_Source extract_.
You’ve now extracted DNA from an organism, but why is this important? In carrying out this experiment, you have taken the first step in all experiments that work with DNA. While you are limited in the types of DNA research you can perform in your kitchen, it is possible to take this much further with a fully equipped laboratory. For example, once scientists have isolated the DNA from an organism, they can use it to clone a sheep, solve a murder, test for paternity, create an insect-resistant crop or cure a disease.

An important line of DNA research is pharmacogenomics, which concentrates on the role of genetics in drug response because different people respond differently to the same medical treatments. It is hoped that if a treatment can be tailored to our genetic signature, it will be more effective at curing whatever ails us and have fewer adverse side-effects. For example, a common chemotherapy treatment for cancer involves the chemical mercaptopurine, which kills tumour cells, but the side-effect is that mercaptopurine is toxic. This is not usually too much of a problem as patients produce an enzyme called TPMT (thiopurine methyltransferase), which breaks down the mercaptopurine before the levels in the blood get too high. A tiny percentage of patients produce TPMT too slowly, and suffer toxic side-effects to the drug. By studying the DNA of a patient, doctors can attempt to determine how extreme a reaction they will have to the drug and can prescribe a more appropriate dose.

Aside from using genetic information to assist in choosing the most appropriate treatment, doctors can also look at a patient’s DNA to identify risk factors to particular diseases and conditions in order to advise the patient in taking suitable preventative measures.

Many other types of scientific research revolve around the use of DNA. These include:

  • Forensic science, where the identification and analysis of DNA from crime scenes is used to identify and exclude suspects.
  • The genetic modification of organisms, most commonly in agriculture where the goal is to improve yields.
  • Paternity testing, where DNA is used to identify the real father or exclude other possible fathers.
  • Food safety, in relation to the correct labelling of meat products.
  • Artificial cloning, most famously Dolly the sheep, but many other mammals and amphibians have been cloned.

Jurassic Park brought the subject of artificial cloning to attention of the population at large through Lord Richard Attenborough’s character who created a dinosaur theme park. It turns out that the story contained a certain amount of ‘poetic license’; DNA simply doesn’t survive that long. In fact, even under ideal preservation conditions, it has been calculated that the absolute maximum time after death that DNA can be successfully extracted from a deceased organism is about a million years. Jurassic Park may be a fantasy, but there is a very remote possibility that woolly mammoths could be brought back to life through the process of cloning, as the last of these died out only a few thousand years ago.

_Input data_.
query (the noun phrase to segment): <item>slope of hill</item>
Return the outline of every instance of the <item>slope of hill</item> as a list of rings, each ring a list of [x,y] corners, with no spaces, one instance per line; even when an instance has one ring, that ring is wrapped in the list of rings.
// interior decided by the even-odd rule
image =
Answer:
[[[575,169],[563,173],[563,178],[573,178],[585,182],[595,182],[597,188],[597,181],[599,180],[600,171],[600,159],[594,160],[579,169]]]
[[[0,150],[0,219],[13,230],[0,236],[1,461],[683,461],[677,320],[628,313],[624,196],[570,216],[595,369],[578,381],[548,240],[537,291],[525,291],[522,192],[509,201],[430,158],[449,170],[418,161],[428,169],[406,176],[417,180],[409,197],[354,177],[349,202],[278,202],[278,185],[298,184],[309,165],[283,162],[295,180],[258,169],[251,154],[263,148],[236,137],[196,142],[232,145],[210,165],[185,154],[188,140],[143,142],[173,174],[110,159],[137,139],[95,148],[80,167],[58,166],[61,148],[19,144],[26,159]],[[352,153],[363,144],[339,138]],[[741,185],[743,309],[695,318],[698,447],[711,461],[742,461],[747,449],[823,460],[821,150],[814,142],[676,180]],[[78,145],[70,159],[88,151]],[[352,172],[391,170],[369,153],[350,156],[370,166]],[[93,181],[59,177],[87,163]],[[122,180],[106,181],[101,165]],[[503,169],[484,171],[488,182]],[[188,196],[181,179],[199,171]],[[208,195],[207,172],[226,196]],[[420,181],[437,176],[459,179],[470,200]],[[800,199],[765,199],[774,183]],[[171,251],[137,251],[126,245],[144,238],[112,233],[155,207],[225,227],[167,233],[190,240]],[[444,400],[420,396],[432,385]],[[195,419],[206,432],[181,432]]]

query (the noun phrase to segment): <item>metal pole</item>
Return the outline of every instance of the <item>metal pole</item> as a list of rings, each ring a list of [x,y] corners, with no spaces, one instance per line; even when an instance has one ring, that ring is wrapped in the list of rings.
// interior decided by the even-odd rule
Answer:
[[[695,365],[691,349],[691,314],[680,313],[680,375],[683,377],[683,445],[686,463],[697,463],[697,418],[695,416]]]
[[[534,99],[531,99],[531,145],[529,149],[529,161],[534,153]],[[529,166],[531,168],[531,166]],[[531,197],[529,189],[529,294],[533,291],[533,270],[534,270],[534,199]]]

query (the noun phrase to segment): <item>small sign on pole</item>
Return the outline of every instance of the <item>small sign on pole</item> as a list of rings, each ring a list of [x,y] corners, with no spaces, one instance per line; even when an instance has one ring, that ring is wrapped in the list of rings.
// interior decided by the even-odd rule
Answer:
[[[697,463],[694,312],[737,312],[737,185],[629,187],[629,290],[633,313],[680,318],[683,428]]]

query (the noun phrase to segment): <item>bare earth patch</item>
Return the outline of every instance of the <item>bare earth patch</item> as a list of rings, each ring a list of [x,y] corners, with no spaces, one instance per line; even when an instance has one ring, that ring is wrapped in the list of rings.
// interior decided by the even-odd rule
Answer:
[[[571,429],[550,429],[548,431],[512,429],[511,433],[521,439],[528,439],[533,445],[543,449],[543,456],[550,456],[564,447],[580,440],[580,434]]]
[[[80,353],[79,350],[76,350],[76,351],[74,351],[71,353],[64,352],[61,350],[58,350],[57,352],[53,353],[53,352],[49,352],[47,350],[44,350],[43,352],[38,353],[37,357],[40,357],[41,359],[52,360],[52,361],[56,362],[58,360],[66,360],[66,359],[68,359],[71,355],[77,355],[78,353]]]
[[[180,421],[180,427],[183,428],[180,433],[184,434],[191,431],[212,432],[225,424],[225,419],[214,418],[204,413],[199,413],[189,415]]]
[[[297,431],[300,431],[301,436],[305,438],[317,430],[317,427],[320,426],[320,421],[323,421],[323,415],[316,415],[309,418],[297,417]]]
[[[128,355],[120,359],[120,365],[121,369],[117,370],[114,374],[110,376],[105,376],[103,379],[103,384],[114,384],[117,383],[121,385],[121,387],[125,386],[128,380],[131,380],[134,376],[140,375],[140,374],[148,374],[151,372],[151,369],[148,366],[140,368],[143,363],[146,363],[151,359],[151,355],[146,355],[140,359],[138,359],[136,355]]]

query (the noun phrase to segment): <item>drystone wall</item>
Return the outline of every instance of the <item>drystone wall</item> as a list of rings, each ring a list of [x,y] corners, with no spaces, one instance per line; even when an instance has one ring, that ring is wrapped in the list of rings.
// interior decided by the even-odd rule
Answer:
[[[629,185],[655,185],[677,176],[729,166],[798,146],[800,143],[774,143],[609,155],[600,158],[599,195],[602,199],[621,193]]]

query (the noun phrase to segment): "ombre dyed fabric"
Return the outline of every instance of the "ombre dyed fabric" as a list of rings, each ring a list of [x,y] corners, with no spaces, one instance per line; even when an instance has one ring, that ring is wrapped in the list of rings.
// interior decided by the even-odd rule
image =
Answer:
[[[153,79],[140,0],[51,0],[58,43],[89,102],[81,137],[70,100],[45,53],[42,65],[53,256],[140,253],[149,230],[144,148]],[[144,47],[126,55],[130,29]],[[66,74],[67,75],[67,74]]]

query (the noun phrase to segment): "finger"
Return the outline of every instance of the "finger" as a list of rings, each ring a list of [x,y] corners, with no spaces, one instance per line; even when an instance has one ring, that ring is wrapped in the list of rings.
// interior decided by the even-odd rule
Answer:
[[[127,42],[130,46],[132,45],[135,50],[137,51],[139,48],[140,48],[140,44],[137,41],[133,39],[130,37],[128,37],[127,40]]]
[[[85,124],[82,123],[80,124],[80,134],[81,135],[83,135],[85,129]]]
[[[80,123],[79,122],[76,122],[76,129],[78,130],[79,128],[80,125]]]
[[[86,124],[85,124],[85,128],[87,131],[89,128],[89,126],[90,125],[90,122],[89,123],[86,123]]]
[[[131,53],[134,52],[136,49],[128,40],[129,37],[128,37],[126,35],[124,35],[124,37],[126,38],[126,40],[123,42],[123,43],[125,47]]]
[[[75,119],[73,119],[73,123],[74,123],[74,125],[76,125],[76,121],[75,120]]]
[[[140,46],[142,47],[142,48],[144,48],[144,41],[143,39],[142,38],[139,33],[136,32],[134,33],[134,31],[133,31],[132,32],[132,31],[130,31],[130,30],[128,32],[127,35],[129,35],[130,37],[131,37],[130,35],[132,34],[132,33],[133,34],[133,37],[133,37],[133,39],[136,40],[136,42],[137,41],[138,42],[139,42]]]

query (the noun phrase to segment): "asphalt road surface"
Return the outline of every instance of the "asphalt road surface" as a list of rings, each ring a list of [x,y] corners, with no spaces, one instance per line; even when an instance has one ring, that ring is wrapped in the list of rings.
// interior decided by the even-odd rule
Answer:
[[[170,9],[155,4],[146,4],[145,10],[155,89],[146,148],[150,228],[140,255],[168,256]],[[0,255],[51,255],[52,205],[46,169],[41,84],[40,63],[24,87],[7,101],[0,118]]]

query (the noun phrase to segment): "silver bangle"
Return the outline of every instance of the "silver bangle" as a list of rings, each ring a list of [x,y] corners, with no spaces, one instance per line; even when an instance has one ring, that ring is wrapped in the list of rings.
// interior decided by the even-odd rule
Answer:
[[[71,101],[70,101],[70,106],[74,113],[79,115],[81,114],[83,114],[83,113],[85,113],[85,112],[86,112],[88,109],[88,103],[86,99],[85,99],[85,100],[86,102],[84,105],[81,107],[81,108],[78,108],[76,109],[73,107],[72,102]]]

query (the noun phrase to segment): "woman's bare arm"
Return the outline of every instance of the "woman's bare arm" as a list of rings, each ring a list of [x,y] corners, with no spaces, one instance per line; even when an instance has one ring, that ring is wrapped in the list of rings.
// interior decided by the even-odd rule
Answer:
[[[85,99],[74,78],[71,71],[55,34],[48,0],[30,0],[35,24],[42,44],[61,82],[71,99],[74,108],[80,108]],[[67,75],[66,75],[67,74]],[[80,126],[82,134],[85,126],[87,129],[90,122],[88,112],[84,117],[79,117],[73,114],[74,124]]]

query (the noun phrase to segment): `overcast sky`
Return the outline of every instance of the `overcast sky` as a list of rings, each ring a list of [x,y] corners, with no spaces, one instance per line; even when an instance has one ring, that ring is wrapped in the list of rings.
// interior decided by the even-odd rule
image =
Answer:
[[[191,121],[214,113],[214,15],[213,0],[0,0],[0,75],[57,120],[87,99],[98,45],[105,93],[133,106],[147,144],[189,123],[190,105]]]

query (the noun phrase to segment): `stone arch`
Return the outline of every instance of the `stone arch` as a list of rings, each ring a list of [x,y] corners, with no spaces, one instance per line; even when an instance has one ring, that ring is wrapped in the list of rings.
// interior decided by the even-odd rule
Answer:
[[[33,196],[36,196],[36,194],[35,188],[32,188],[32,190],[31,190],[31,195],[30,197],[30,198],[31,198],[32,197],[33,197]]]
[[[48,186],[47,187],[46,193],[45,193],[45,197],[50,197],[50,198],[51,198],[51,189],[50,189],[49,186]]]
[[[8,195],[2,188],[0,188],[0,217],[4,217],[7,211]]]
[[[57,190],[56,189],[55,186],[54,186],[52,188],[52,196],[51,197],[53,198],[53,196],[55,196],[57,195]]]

_Directions_.
Summarize the passage on DNA research in two sentences.

_Finished task_.
Extracting DNA is the first step in all experiments that work with DNA, and in a fully equipped laboratory it supports work such as pharmacogenomics, where studying a patient's DNA helps doctors prescribe a more appropriate drug dose, and the identification of risk factors for diseases. DNA is also used in forensic science, genetic modification, paternity testing, food safety and artificial cloning, though it can be extracted at most about a million years after death, so Jurassic Park is a fantasy while cloning woolly mammoths remains a very remote possibility.